* Objective
Would you reproduce the listing below verbatim, keeping every line unchanged and in its original order?
☆ ☆ ☆ ☆ ☆
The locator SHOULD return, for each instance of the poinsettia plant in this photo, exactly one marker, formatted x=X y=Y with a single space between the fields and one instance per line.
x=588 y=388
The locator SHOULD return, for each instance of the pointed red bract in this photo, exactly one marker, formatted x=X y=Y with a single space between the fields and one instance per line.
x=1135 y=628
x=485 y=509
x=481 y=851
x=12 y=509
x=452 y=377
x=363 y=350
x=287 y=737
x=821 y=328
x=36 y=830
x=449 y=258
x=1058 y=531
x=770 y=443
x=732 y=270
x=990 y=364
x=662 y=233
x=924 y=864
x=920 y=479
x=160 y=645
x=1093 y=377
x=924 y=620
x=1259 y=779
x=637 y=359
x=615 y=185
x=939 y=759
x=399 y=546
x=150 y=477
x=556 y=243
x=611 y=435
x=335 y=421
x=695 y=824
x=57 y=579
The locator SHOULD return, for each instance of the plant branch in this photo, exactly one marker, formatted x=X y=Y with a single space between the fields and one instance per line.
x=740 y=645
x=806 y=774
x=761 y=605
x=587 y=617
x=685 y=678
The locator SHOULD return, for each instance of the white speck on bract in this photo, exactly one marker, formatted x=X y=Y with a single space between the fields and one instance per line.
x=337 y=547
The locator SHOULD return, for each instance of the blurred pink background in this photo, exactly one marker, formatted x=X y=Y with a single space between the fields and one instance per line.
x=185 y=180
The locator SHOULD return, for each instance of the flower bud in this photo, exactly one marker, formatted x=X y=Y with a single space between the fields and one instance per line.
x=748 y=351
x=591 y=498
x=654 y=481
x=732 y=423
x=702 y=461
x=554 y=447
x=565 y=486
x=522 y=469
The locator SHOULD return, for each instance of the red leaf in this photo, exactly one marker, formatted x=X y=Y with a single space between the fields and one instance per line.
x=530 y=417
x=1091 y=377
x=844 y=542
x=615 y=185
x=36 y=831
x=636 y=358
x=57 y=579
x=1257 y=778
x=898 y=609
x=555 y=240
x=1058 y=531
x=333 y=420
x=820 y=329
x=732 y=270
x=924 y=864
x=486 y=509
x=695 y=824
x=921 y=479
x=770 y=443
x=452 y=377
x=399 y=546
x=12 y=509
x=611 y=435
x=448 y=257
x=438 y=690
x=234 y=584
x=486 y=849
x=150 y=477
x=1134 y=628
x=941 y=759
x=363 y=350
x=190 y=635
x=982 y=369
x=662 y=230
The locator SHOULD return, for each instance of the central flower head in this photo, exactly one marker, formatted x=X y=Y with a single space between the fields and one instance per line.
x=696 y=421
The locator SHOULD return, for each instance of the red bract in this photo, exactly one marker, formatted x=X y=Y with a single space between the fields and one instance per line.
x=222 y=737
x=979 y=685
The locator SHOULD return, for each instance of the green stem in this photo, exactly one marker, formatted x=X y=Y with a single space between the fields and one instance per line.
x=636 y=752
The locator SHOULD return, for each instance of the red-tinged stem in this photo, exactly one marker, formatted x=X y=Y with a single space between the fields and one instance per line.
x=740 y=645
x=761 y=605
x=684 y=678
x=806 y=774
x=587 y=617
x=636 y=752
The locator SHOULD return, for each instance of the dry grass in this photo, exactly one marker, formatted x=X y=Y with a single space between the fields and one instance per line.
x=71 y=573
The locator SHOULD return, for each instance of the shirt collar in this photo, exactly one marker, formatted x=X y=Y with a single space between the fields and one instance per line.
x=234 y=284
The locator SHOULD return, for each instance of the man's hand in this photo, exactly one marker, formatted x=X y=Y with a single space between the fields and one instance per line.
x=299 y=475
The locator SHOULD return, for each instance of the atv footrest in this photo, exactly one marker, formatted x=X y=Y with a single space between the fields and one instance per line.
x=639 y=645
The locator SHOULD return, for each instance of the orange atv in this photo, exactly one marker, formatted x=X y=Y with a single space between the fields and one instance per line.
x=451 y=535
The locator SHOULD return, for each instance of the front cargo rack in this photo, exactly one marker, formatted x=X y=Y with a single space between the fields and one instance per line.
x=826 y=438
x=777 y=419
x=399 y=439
☆ ☆ ☆ ☆ ☆
* Final answer
The locator SHOULD return, for each instance of the poinsettia plant in this photo, exactly one marker, formatted x=X y=Y with a single space between the fields and one instance per line.
x=588 y=388
The locator SHOULD return, for each instance of the pointed red bract in this photo, exactly one marker, formatted x=X y=Y with a single space between the fields and one instance per line.
x=1135 y=628
x=485 y=509
x=481 y=851
x=12 y=509
x=452 y=377
x=363 y=350
x=287 y=737
x=821 y=328
x=36 y=830
x=449 y=258
x=1058 y=531
x=770 y=443
x=732 y=270
x=990 y=364
x=662 y=233
x=924 y=864
x=920 y=479
x=160 y=645
x=1093 y=377
x=924 y=620
x=1259 y=779
x=637 y=359
x=615 y=185
x=939 y=759
x=399 y=546
x=150 y=477
x=556 y=243
x=611 y=435
x=335 y=421
x=695 y=824
x=57 y=579
The locator SHOULD return, for each instance of the plant branch in this photo, exactly one marker, formatted x=X y=Y with a single space between the fields and one instance per line.
x=740 y=645
x=806 y=774
x=761 y=605
x=587 y=617
x=685 y=678
The locator SHOULD return, for each instance of the white speck on bract in this photo, exactly one marker, formatted x=X y=Y with a single space between the fields and one instance per line.
x=337 y=547
The locator SHOULD return, for each instance of the blurred pink background in this photo, exactly one marker, formatted x=X y=Y with a single space between the fields and one instance per line.
x=185 y=180
The locator SHOULD return, for each instance of the flower bud in this photo, exactly one marker, formatted x=X y=Y with a single space between the fields and one instance per line.
x=748 y=351
x=591 y=498
x=654 y=481
x=732 y=423
x=702 y=461
x=554 y=447
x=565 y=486
x=522 y=469
The locator SHOULD return, for each instance of the red leaf in this photo, exactly one marker, formatted x=X y=Y with a single space between the fields and one instance per line.
x=530 y=417
x=1091 y=377
x=844 y=542
x=615 y=185
x=36 y=831
x=636 y=358
x=57 y=579
x=1257 y=778
x=898 y=609
x=555 y=240
x=1058 y=531
x=333 y=420
x=820 y=329
x=732 y=270
x=924 y=864
x=486 y=509
x=695 y=824
x=921 y=479
x=770 y=443
x=452 y=377
x=399 y=546
x=12 y=509
x=611 y=435
x=448 y=257
x=438 y=690
x=234 y=584
x=486 y=849
x=150 y=477
x=1134 y=628
x=941 y=759
x=363 y=350
x=190 y=635
x=982 y=369
x=662 y=230
The locator SHOULD return, for each instance of the central flower head in this photo, exactly one marker, formatted x=X y=Y with a single space between the fields and one instance per line.
x=696 y=421
The locator SHOULD return, for each instance of the red bract in this photo, exactly one marker, formatted x=X y=Y with a single space between the fields and one instance per line.
x=222 y=737
x=979 y=685
The locator SHOULD return, for each instance of the green stem in this photo, exactly one marker, formatted x=X y=Y with a single space between the fields and one instance per line.
x=636 y=752
The locator SHOULD return, for each instance of the red-tinged stem in this photo, exactly one marker, formatted x=X y=Y with a single space between the fields and one instance per line.
x=740 y=645
x=761 y=605
x=684 y=678
x=806 y=774
x=587 y=617
x=636 y=752
The locator SHOULD return, for each instance of the dry grass in this photo, exactly one marker, formatted x=X y=Y with a single space between the fields and one instance per line.
x=71 y=573
The locator SHOULD return, for each instance of the shirt collar in this photo, exactly one marker, formatted x=X y=Y with a single space between the fields and one instance per line.
x=234 y=284
The locator SHOULD return, for each instance of the man's hand in this photo, exactly one marker, formatted x=X y=Y with a single space between the fields and one instance per line.
x=299 y=475
The locator SHOULD return, for each instance of the atv footrest in this photo, exactly one marker, formatted x=X y=Y with a single space between the fields and one instance per line.
x=639 y=645
The locator SHOULD return, for each instance of the orange atv in this photo, exactly one marker, formatted x=X y=Y with a single space between the fields and one instance per line.
x=451 y=535
The locator SHOULD return, for each instance of the front cargo rack in this photo, exactly one marker, formatted x=X y=Y with a single space between the fields and one instance per line.
x=826 y=438
x=777 y=419
x=399 y=439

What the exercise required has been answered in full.